MARK HOFMANN left the hospital in early November. He was confined to a wheelchair from the knee injury, but the doctors predicted he would walk again soon. Hofmann said nothing publicly and declined to speak with reporters.
He had been identified as the police department's chief suspect, but no murder charges had been filed. Many of Hofmann's clients and associates refused to believe he was the killer. His attorneys began to challenge the county attorneys to either file charges or admit they were wrong.
Some friends said they fully expected Hofmann to produce the McLellin Collection now that he was home from the hospital. He might have to wait for the appropriate legal opportunity, they said, but he would produce it. One of those was Lyn Jacobs, a theological historian who had helped Hofmann arrange the sale of the Salamander Letter. When asked about the McLellin Collection in an interview, Jacobs said, "I have no reason to doubt the collection exists as Mark has described it."
Warming to the subject, Jacobs continued, "Mark Hofmann is not a forger. I don't think he even knows how. I have never heard a negative statement concerning Mark's integrity from any archivist or professional. If he were a forger, how could he have gone so long without a single slip?"

Task goal: Repeat word for word the portion of the passage about Mark Hofmann starting at "MARK HOFMANN left" and ending at "speak with reporters.".

[Referring-expression pointing data]
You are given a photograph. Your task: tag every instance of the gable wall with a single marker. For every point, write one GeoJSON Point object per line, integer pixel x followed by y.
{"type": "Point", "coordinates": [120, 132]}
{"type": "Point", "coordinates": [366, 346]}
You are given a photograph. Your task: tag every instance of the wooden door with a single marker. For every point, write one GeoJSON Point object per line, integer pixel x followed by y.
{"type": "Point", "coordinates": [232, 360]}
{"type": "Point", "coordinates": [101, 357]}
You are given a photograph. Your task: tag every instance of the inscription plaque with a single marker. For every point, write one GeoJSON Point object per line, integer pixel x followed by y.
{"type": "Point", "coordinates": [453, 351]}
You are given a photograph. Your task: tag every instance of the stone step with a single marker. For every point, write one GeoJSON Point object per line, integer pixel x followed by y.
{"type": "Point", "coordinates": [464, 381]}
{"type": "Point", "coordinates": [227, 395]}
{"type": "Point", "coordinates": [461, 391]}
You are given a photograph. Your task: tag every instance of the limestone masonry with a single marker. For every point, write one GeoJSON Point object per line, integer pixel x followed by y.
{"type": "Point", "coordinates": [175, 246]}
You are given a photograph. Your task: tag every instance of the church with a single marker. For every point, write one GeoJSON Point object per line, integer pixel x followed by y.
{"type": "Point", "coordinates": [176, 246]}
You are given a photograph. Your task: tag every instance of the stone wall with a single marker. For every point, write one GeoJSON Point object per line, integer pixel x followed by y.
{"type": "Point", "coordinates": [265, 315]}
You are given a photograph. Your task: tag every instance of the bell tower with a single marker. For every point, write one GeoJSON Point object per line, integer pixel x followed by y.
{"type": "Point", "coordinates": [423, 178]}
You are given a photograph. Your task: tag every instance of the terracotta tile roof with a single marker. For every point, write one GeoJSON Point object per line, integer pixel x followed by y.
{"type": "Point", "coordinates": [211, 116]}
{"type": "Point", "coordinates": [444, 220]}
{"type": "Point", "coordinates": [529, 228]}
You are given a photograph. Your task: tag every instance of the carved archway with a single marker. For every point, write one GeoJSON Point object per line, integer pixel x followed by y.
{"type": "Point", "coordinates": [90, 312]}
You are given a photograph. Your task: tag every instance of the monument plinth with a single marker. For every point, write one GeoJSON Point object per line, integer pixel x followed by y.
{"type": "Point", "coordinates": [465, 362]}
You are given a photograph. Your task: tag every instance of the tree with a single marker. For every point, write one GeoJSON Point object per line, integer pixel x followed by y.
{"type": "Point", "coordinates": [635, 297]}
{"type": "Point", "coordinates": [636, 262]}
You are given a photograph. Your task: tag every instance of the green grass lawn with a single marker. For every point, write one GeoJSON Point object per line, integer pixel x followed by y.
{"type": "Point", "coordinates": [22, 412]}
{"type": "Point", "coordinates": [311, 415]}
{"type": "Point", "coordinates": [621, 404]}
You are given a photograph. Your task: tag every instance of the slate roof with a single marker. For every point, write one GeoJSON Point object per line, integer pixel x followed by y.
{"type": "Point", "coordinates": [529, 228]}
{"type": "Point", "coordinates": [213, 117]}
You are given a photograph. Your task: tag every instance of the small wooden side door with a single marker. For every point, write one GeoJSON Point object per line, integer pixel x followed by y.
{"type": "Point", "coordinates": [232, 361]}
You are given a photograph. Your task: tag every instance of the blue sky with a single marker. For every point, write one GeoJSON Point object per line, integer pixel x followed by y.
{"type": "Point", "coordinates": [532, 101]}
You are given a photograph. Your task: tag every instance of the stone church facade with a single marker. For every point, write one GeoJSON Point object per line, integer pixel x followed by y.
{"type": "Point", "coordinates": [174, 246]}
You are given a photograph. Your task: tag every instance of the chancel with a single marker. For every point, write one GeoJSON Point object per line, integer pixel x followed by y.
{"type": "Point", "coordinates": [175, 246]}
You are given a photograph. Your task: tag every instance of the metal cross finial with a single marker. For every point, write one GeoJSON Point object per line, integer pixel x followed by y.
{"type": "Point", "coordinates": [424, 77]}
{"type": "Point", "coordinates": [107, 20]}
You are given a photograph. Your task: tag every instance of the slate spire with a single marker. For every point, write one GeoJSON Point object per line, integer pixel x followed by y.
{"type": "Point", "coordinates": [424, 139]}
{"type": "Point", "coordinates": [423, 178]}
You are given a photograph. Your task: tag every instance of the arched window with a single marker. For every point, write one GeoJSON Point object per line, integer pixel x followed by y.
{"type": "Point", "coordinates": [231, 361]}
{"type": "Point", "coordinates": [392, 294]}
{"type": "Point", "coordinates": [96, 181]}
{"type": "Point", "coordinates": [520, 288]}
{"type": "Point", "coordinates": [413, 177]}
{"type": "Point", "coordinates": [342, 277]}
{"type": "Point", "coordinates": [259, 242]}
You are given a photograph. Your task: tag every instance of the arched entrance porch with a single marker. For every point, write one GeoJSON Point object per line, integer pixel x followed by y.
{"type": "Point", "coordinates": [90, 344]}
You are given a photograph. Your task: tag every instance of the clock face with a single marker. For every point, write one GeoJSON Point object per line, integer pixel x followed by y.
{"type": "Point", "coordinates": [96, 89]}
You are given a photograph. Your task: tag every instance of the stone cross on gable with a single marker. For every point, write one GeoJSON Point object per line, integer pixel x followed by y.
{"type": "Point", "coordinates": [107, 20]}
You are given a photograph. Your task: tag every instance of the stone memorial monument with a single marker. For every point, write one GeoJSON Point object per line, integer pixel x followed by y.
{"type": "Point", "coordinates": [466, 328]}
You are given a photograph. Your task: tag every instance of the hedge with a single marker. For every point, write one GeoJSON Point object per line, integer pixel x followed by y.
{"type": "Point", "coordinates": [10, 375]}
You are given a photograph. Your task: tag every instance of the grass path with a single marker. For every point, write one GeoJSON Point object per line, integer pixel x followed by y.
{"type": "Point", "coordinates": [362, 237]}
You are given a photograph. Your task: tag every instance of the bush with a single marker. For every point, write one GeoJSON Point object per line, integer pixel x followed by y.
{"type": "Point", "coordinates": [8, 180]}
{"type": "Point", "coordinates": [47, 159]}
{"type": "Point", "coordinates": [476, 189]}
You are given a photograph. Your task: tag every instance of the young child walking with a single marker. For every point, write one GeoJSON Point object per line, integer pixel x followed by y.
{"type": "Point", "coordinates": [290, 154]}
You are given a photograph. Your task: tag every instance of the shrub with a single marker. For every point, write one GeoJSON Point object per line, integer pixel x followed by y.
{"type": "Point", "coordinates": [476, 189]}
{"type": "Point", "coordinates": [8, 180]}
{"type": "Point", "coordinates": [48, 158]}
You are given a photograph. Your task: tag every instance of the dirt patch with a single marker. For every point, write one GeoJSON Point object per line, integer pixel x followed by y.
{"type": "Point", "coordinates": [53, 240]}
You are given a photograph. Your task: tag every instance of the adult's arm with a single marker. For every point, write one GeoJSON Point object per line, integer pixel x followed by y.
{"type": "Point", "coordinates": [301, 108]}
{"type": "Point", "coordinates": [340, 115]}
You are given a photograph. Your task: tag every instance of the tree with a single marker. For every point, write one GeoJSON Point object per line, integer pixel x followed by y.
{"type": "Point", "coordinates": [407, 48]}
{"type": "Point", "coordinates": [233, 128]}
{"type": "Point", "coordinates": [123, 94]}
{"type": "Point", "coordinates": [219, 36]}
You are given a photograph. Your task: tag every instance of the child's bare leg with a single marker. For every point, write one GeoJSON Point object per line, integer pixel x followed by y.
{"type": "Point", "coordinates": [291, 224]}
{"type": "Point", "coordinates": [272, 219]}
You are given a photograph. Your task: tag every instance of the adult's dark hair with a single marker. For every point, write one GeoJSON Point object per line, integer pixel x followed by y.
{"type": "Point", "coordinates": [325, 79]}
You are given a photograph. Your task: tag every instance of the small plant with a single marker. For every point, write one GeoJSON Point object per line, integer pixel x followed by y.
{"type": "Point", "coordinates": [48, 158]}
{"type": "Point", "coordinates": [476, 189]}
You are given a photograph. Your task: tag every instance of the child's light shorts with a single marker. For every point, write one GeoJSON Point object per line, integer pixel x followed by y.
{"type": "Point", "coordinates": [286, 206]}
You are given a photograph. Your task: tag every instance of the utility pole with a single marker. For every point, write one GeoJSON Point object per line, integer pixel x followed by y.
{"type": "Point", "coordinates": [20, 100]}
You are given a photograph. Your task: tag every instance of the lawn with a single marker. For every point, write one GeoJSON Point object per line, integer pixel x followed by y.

Response area:
MARK HOFMANN left the hospital in early November. He was confined to a wheelchair from the knee injury, but the doctors predicted he would walk again soon. Hofmann said nothing publicly and declined to speak with reporters.